(Quoted passage Opens)
Dyslexic student demands change within university


Mia Hennen

Luke Wagle, a criminal justice and political science student, speaks to SGA’s Senate about the roadblocks he has faced as a dyslexic person on March 1.

Over the course of his life, Luke Wagle has had a rocky experience with education. As a dyslexic student, Wagle has encountered roadblocks and discrimination, even before his formal diagnosis.

“I vividly recall a time in fourth grade, and late at night, I cried and screamed and begged my parents to tell me what was wrong with me,” Wagle said. “Why I couldn’t do all the things that my friends could.”

The summer following his fourth-grade year, Wagle finally received a diagnosis.

“My family and I thought we had figured it out,” he said. “I thought that things were going to be easier now that I had my diagnosis.”

In the next few years, though, Wagle switched between different schools, where each presented its own challenges. To finish his high school education, Wagle transferred to Circle High School.

“I was scared,” Wagle said. “I had developed an extremely tumultuous relationship with the concept of education.”

But Wagle’s experience at Circle High pleasantly surprised him. There, his Individualized Education Program (IEP) was granted “no questions asked,” which included a foreign language exemption. 

At Wichita State, students in the Fairmount College of Liberal Arts and Sciences are required to fulfill a foreign language requirement, which can be completed in high school or college. Wagle, a political science and criminal justice student, said that, when he came to WSU, he was told that receiving a foreign language exemption would be “easy.”
(Quoted passage Closes)
(Material provided Opens)
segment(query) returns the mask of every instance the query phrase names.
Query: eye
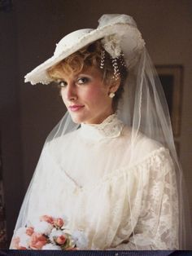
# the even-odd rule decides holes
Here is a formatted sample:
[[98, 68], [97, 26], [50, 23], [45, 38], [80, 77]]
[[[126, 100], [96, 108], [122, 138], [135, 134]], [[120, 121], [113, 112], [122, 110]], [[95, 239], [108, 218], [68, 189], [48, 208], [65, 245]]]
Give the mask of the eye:
[[79, 85], [84, 85], [84, 84], [85, 84], [85, 83], [89, 82], [89, 78], [88, 78], [88, 77], [80, 77], [80, 78], [77, 79], [77, 82], [78, 82]]
[[64, 81], [60, 81], [58, 82], [58, 86], [59, 88], [63, 88], [63, 87], [66, 87], [68, 85], [67, 82], [64, 82]]

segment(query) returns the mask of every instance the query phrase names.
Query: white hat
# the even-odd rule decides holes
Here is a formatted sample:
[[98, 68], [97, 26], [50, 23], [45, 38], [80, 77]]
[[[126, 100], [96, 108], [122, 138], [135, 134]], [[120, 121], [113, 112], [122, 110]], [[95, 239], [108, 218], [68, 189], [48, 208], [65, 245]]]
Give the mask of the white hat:
[[114, 55], [111, 49], [114, 51], [115, 43], [122, 50], [127, 67], [133, 66], [133, 60], [137, 59], [145, 45], [133, 19], [127, 15], [107, 14], [98, 20], [98, 23], [96, 29], [80, 29], [63, 38], [56, 44], [54, 55], [28, 73], [24, 77], [24, 82], [30, 82], [33, 85], [38, 82], [49, 84], [53, 79], [47, 73], [48, 68], [100, 38], [104, 38], [104, 48], [112, 57]]

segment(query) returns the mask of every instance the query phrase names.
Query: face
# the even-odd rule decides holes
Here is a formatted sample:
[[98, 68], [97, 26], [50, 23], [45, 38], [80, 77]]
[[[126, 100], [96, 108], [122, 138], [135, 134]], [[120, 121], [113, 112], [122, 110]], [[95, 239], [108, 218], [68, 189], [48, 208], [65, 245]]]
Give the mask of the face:
[[113, 113], [112, 99], [108, 95], [114, 89], [103, 83], [96, 68], [68, 76], [63, 73], [59, 85], [62, 99], [74, 122], [98, 124]]

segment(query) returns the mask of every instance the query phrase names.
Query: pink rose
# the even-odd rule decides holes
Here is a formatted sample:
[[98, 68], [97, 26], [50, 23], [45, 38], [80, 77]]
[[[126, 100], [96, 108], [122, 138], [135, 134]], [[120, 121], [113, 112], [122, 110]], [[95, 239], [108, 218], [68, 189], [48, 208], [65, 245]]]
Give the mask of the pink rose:
[[47, 239], [45, 236], [33, 232], [31, 236], [31, 240], [29, 242], [29, 246], [33, 249], [41, 249], [43, 245], [47, 243]]
[[28, 236], [32, 236], [32, 234], [33, 234], [33, 232], [34, 232], [34, 227], [27, 227], [26, 228], [26, 234], [28, 235]]
[[12, 239], [11, 247], [12, 249], [27, 249], [26, 247], [20, 246], [20, 245], [19, 245], [20, 241], [20, 237], [18, 237], [18, 236], [14, 237], [14, 238]]
[[79, 250], [79, 249], [77, 247], [69, 247], [69, 248], [66, 248], [66, 250]]
[[61, 227], [63, 226], [64, 222], [61, 218], [56, 218], [54, 220], [54, 224], [58, 227]]
[[63, 245], [66, 240], [67, 240], [67, 237], [64, 235], [61, 235], [56, 238], [55, 242], [58, 245]]
[[42, 215], [40, 217], [40, 220], [41, 221], [46, 221], [46, 223], [50, 223], [50, 224], [53, 224], [54, 223], [54, 218], [51, 216], [49, 215]]

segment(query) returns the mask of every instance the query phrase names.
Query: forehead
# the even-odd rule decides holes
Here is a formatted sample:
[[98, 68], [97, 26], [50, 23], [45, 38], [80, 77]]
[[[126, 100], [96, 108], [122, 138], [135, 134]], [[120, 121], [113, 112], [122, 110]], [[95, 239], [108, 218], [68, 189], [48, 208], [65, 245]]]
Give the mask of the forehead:
[[63, 70], [59, 70], [59, 77], [63, 79], [70, 79], [77, 77], [80, 75], [87, 75], [94, 78], [103, 78], [103, 73], [101, 70], [94, 66], [92, 67], [84, 67], [81, 71], [79, 72], [65, 72]]

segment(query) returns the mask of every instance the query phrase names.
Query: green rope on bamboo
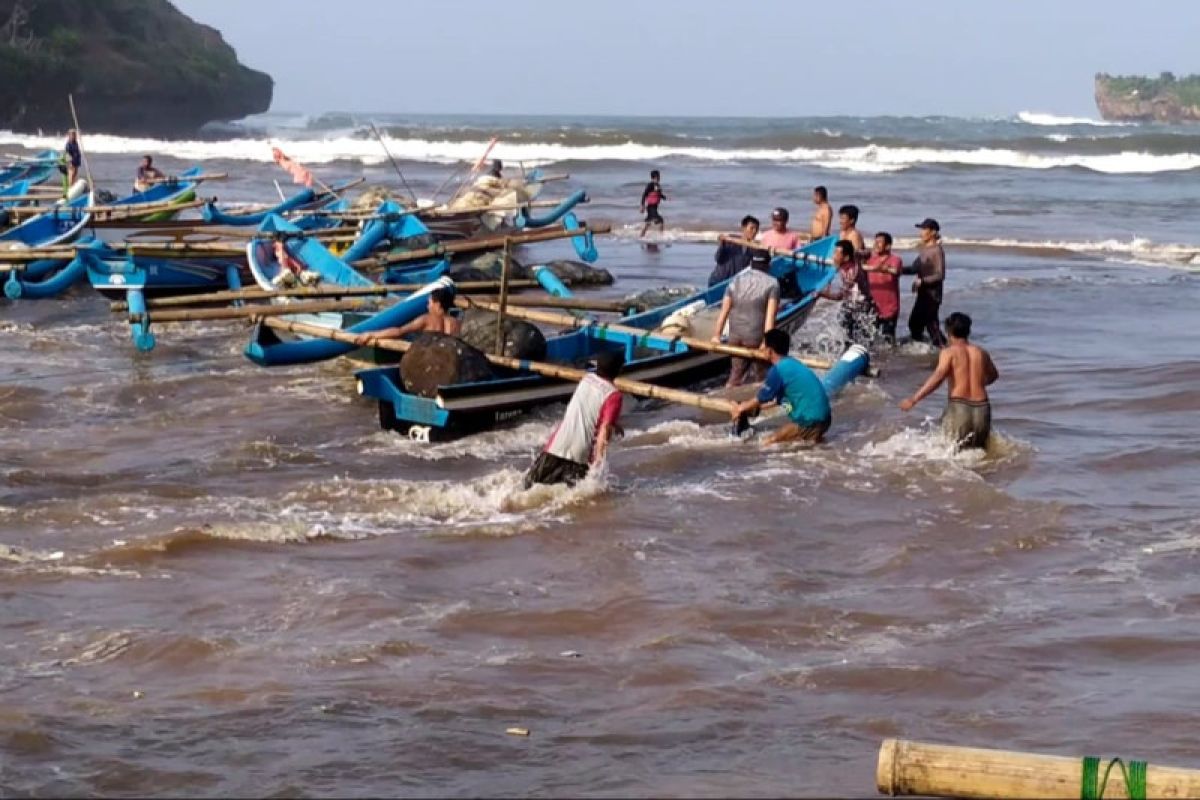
(Material provided Closes)
= Parts of the exercise =
1) Answer these questions from the article on dyslexic student Luke Wagle:
(a) When did Wagle receive his diagnosis?
(b) Which school did he transfer to so he could finish high school?
(c) What was Wagle told about receiving a foreign language exemption when he came to WSU?
2) Output the stretch of the article on dyslexic student Luke Wagle from "Over the course" through "received a diagnosis.", copied word for word.
Nothing in the listing matters for this work.

= Task-by-task solutions =
1)
(a) The summer following his fourth-grade year.
(b) Circle High School.
(c) He was told it would be "easy."

2)
Over the course of his life, Luke Wagle has had a rocky experience with education. As a dyslexic student, Wagle has encountered roadblocks and discrimination, even before his formal diagnosis.

“I vividly recall a time in fourth grade, and late at night, I cried and screamed and begged my parents to tell me what was wrong with me,” Wagle said. “Why I couldn’t do all the things that my friends could.”

The summer following his fourth-grade year, Wagle finally received a diagnosis.